## Extracted information:
# # # # # # #
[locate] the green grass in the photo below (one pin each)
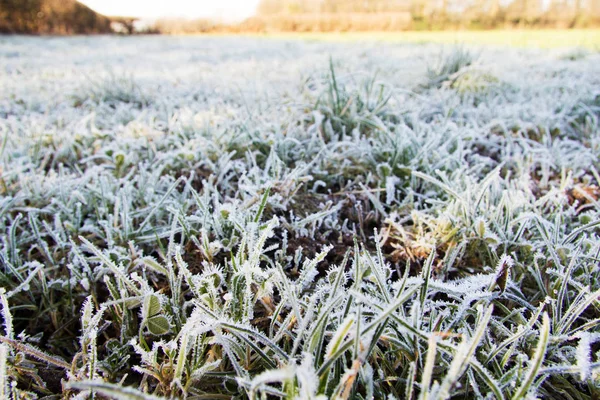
(233, 218)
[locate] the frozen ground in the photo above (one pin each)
(244, 217)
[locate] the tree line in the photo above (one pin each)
(50, 17)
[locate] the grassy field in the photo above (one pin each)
(241, 218)
(585, 38)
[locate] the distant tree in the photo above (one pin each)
(50, 17)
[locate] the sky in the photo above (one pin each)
(229, 10)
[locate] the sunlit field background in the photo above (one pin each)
(586, 38)
(400, 215)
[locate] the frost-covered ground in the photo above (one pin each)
(246, 218)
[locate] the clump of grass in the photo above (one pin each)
(378, 243)
(342, 110)
(112, 90)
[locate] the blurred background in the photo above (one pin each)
(66, 17)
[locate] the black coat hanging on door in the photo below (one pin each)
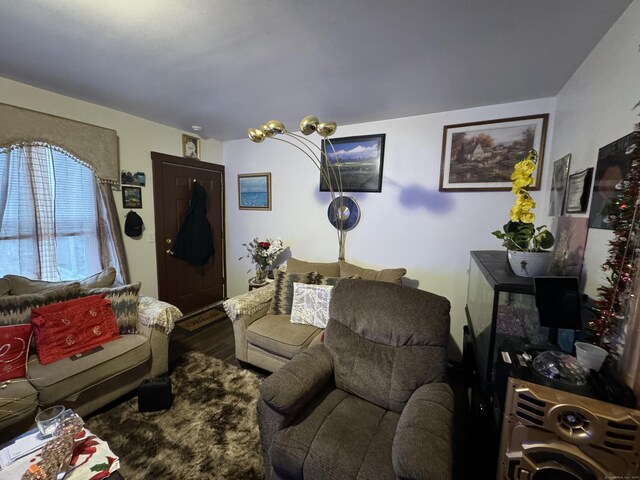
(194, 243)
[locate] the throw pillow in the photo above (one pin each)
(66, 328)
(283, 295)
(16, 309)
(14, 351)
(311, 304)
(392, 275)
(124, 301)
(331, 269)
(22, 285)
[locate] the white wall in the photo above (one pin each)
(410, 224)
(137, 138)
(595, 108)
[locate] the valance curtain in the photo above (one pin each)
(26, 132)
(97, 147)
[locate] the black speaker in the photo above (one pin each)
(155, 394)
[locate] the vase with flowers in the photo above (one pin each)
(263, 253)
(527, 245)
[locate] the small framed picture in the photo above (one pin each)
(190, 147)
(481, 155)
(131, 197)
(578, 190)
(138, 178)
(254, 191)
(359, 161)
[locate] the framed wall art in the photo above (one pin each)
(359, 160)
(190, 147)
(614, 164)
(481, 155)
(131, 197)
(254, 191)
(578, 189)
(559, 185)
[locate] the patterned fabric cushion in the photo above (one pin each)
(283, 295)
(16, 309)
(22, 285)
(311, 304)
(124, 301)
(66, 328)
(5, 286)
(14, 351)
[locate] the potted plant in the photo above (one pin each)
(527, 245)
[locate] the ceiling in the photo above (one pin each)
(227, 65)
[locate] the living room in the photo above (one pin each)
(410, 223)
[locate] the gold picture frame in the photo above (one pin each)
(190, 147)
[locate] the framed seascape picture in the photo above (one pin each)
(190, 147)
(559, 185)
(131, 197)
(578, 190)
(614, 164)
(359, 161)
(481, 155)
(254, 191)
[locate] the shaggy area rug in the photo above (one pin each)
(210, 432)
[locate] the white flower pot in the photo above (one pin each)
(529, 264)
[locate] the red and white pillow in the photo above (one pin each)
(66, 328)
(14, 351)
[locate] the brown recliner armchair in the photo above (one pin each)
(372, 401)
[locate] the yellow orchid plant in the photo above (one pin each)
(520, 233)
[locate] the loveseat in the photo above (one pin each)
(84, 382)
(263, 332)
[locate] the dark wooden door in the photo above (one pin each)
(187, 287)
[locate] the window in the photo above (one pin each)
(48, 215)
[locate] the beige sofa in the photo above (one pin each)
(269, 341)
(92, 381)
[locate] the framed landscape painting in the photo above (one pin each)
(481, 155)
(359, 161)
(254, 191)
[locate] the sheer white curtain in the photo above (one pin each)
(54, 220)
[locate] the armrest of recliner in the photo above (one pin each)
(298, 381)
(422, 444)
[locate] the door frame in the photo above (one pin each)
(157, 159)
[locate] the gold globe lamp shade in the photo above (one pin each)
(256, 135)
(309, 124)
(326, 129)
(275, 127)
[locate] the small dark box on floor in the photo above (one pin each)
(155, 394)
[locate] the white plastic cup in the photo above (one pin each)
(49, 419)
(591, 357)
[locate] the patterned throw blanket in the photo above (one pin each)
(152, 311)
(250, 302)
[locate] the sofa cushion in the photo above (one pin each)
(14, 350)
(23, 285)
(283, 294)
(65, 328)
(16, 309)
(338, 436)
(310, 304)
(124, 301)
(5, 286)
(16, 399)
(67, 377)
(331, 269)
(276, 334)
(392, 275)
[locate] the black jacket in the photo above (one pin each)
(194, 243)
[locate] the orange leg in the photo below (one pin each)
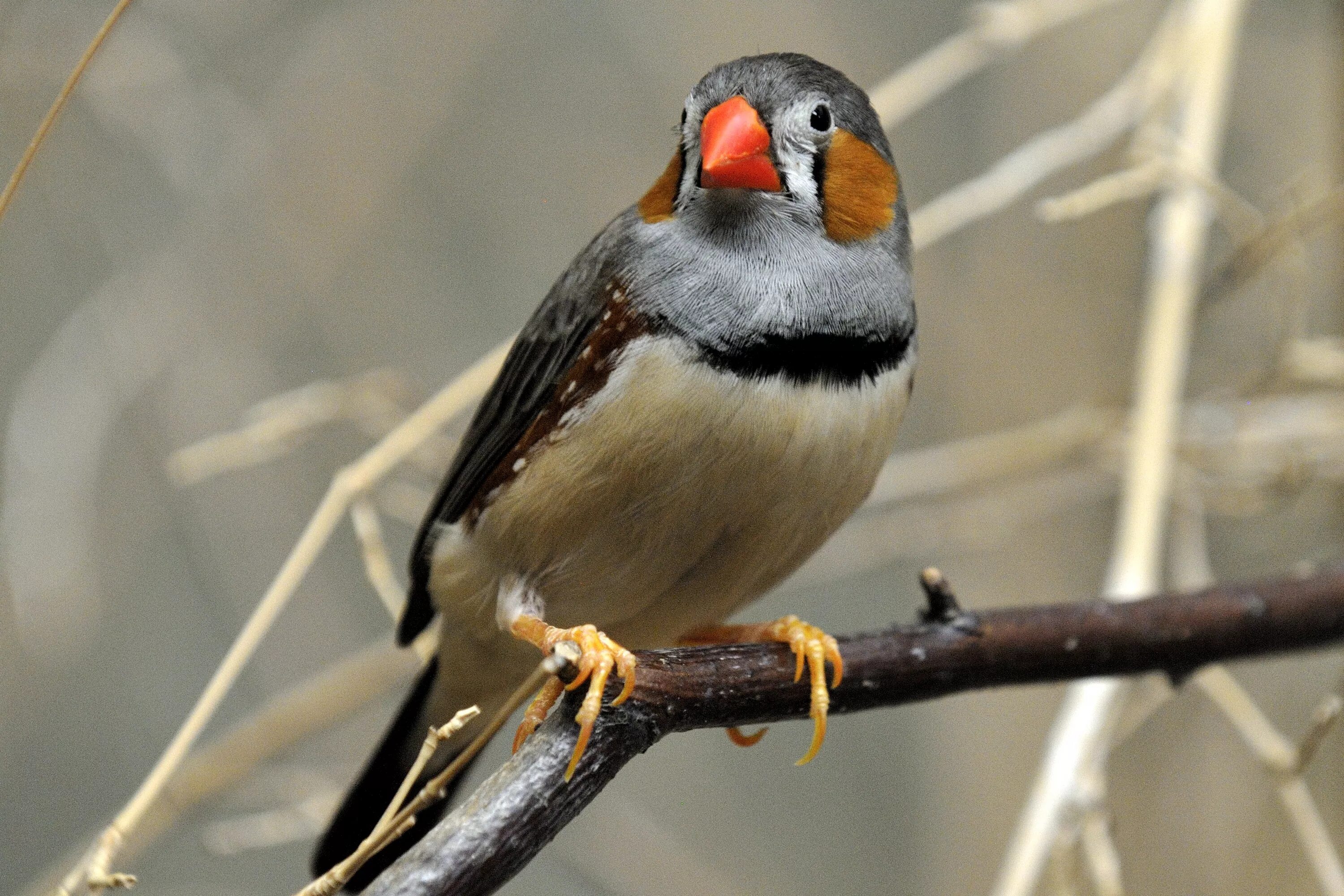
(600, 656)
(810, 644)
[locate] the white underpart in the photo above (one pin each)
(517, 598)
(671, 499)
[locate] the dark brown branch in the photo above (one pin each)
(523, 805)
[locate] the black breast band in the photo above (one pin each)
(842, 361)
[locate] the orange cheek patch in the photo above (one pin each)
(656, 205)
(858, 191)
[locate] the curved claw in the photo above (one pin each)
(819, 735)
(600, 656)
(746, 741)
(535, 714)
(812, 648)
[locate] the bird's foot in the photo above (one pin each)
(810, 644)
(600, 656)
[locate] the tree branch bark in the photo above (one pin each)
(523, 805)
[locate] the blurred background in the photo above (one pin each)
(245, 198)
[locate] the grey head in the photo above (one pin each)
(806, 276)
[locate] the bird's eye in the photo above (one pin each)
(822, 117)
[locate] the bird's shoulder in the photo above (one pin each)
(561, 357)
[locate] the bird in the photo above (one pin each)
(698, 404)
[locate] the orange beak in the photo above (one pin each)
(736, 148)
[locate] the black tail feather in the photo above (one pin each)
(377, 786)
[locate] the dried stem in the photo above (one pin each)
(393, 823)
(1078, 738)
(519, 809)
(995, 31)
(58, 104)
(347, 485)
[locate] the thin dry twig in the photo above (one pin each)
(346, 487)
(58, 104)
(995, 30)
(523, 805)
(389, 828)
(1080, 737)
(1284, 762)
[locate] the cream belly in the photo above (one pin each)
(676, 495)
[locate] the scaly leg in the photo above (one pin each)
(600, 656)
(808, 642)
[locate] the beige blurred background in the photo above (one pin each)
(248, 197)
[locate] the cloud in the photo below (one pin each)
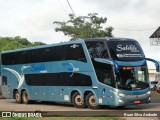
(34, 19)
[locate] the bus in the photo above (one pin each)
(85, 72)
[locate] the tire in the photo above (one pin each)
(25, 99)
(91, 101)
(78, 101)
(17, 97)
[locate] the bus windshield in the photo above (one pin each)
(125, 50)
(132, 78)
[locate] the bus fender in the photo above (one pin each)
(24, 89)
(90, 90)
(80, 92)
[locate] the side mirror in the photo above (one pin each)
(108, 61)
(157, 64)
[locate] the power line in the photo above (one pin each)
(70, 7)
(63, 7)
(133, 29)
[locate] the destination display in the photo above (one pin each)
(125, 50)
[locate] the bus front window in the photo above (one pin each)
(132, 78)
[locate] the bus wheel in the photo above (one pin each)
(17, 97)
(78, 101)
(91, 101)
(25, 97)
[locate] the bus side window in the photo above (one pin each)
(75, 52)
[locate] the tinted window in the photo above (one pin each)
(55, 53)
(58, 79)
(97, 49)
(4, 80)
(125, 50)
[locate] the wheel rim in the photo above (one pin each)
(92, 100)
(79, 100)
(25, 97)
(17, 96)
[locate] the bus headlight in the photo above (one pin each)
(149, 92)
(118, 93)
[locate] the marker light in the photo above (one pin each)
(127, 68)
# # # # # # #
## Task objective:
Output all data exactly, omitting images.

## Exercise output:
[locate] the green grass in the photo below (one pin each)
(233, 218)
[locate] the frozen ground in the photo above (one pin each)
(244, 217)
[locate] the tree line in the photo above (one pin each)
(50, 17)
[locate] the grassy field in the photo above (one pin each)
(241, 218)
(585, 38)
[locate] the distant tree in the photo above (one pin each)
(50, 17)
[locate] the sky in the photo above (one pin each)
(229, 10)
[locate] the sunlit field background in the photo above (one pin each)
(586, 38)
(400, 215)
[locate] the frost-covered ground in the photo above (one pin each)
(246, 218)
[locate] the clump of grass in the photo above (one pin each)
(378, 243)
(342, 110)
(112, 90)
[locate] the blurred background in the photo above (one pin each)
(66, 17)
[locate] the black coat hanging on door in the photo below (one pin each)
(194, 243)
[locate] the throw pillow in the photo above (one pin each)
(66, 328)
(283, 295)
(16, 309)
(14, 351)
(311, 304)
(392, 275)
(124, 301)
(331, 269)
(22, 285)
[locate] the white wall in the photo above (one pin each)
(410, 224)
(137, 138)
(595, 108)
[locate] the valance curtain in the photo above (one pin each)
(26, 132)
(97, 147)
[locate] the black speaker in the photo above (one pin each)
(155, 394)
[locate] the vase with flowers in the photo above (one pin each)
(263, 253)
(527, 245)
[locate] the small framed picture in the photo above (one pin each)
(190, 147)
(481, 155)
(131, 197)
(578, 190)
(138, 178)
(254, 191)
(359, 161)
[locate] the framed wall art in the photo above (one pin each)
(359, 160)
(190, 147)
(614, 164)
(481, 155)
(131, 197)
(254, 191)
(578, 189)
(559, 185)
[locate] the patterned fabric cushion in the photo above (one pin each)
(283, 295)
(16, 309)
(22, 285)
(311, 304)
(124, 301)
(66, 328)
(5, 286)
(14, 351)
[locate] the potted plant in the photo above (one pin each)
(527, 245)
[locate] the ceiling in the photo above (one pin each)
(227, 65)
[locate] the living room in the photo above (one pin each)
(410, 223)
[locate] the gold picture frame in the photo above (one pin each)
(190, 147)
[locate] the framed seascape picture in the photo above (one pin each)
(190, 147)
(559, 185)
(131, 197)
(578, 190)
(614, 164)
(359, 161)
(481, 155)
(254, 191)
[locate] the shaggy area rug in the photo above (one pin each)
(210, 432)
[locate] the white flower pot in the photo above (one pin each)
(529, 264)
[locate] the red and white pillow in the photo above (one pin each)
(66, 328)
(14, 351)
[locate] the brown recliner armchair in the photo above (one pin each)
(372, 401)
[locate] the yellow orchid plant in the photo above (one pin each)
(520, 233)
[locate] the loveseat in the photo above (one pin each)
(84, 382)
(263, 332)
[locate] the dark wooden door in the photo above (one pin each)
(187, 287)
[locate] the window in the photo above (one pin each)
(48, 215)
[locate] the beige sofa in the photo above (one pin each)
(269, 341)
(92, 381)
[locate] the framed landscape painting in the photo above (one pin each)
(481, 155)
(359, 161)
(254, 191)
[locate] the sheer white curtain in the photo above (one pin each)
(54, 220)
[locate] the armrest of recliner in the photo above (one pin each)
(298, 381)
(422, 444)
[locate] the door frame in the photo above (one pin each)
(157, 159)
[locate] the gold globe lamp shade in the photo above (one pin each)
(256, 135)
(309, 124)
(326, 129)
(275, 127)
[locate] the small dark box on floor in the photo above (one pin each)
(155, 394)
[locate] the white plastic cup in the photo above (one pin each)
(49, 419)
(591, 357)
[locate] the patterned throw blanket in the photo above (one pin each)
(152, 311)
(250, 302)
[locate] the sofa cushion in the photo above (one pin each)
(14, 350)
(23, 285)
(283, 294)
(65, 328)
(16, 309)
(338, 436)
(310, 304)
(124, 301)
(5, 286)
(16, 399)
(67, 377)
(331, 269)
(276, 334)
(392, 275)
[locate] the black jacket in the photo above (one pin each)
(194, 243)
[locate] the orange leg in the photo below (one pin each)
(600, 656)
(810, 644)
[locate] the white underpart in the photo above (one pin each)
(517, 598)
(671, 499)
[locate] the dark brown branch in the photo above (one pin each)
(523, 805)
[locate] the black breast band in the photo above (one pin each)
(842, 361)
[locate] the orange cheek patch in the photo above (one pin each)
(656, 205)
(858, 191)
[locate] the curved claw in the photo above (one pin each)
(819, 735)
(600, 656)
(746, 741)
(535, 714)
(812, 648)
[locate] the bird's foot in the photo above (one pin each)
(810, 644)
(600, 656)
[locate] the tree branch bark in the photo above (one pin each)
(523, 805)
[locate] the blurred background in the photo above (one pin each)
(245, 198)
[locate] the grey head in the photo above (one pin each)
(806, 276)
[locate] the bird's eye in the photo above (one pin each)
(822, 117)
[locate] the bird's shoulder in the photo above (one pin each)
(561, 357)
[locate] the bird in the photo above (one pin each)
(698, 404)
[locate] the orange beak in the photo above (one pin each)
(736, 148)
[locate] the black tail feather in the photo above (one pin each)
(377, 786)
[locate] the dried stem in the photo above (one pin each)
(393, 823)
(1078, 738)
(519, 809)
(995, 31)
(58, 104)
(347, 485)
[locate] the thin dry twig in the photo above (one pin each)
(346, 487)
(58, 104)
(995, 30)
(523, 805)
(389, 828)
(1080, 737)
(1284, 762)
[locate] the cream belly in the photo above (one pin each)
(676, 495)
[locate] the scaly leg in the photo above (one pin each)
(600, 656)
(808, 642)
[locate] the beige blurred background in the photo above (one pin each)
(248, 197)
[locate] the cloud in the photo below (one pin each)
(34, 19)
[locate] the bus in the photo above (one pin each)
(85, 72)
[locate] the tire in the photo above (one pin each)
(25, 99)
(91, 101)
(78, 101)
(17, 97)
[locate] the bus windshield in the photo above (one pin each)
(125, 50)
(132, 78)
[locate] the bus fender in the photo above (one pin each)
(24, 89)
(90, 90)
(80, 92)
[locate] the side mirror in the photo above (one pin each)
(108, 61)
(157, 64)
[locate] the power line in the photo above (one pin each)
(70, 7)
(63, 7)
(133, 29)
[locate] the destination display in the photo above (one pin each)
(125, 50)
[locate] the bus front window in the photo above (one pin each)
(132, 78)
[locate] the bus wheel in the photo above (one pin each)
(17, 97)
(78, 101)
(91, 101)
(25, 97)
[locate] the bus side window in the photo above (one pin each)
(75, 52)
[locate] the tinted window in the photo above (one pin each)
(55, 53)
(58, 79)
(97, 49)
(4, 80)
(125, 50)
[locate] the wheel rim in the photo above (one pin each)
(92, 100)
(79, 100)
(25, 97)
(17, 96)
[locate] the bus headlight in the photo above (one pin each)
(149, 92)
(118, 93)
[locate] the marker light in the photo above (one pin each)
(127, 68)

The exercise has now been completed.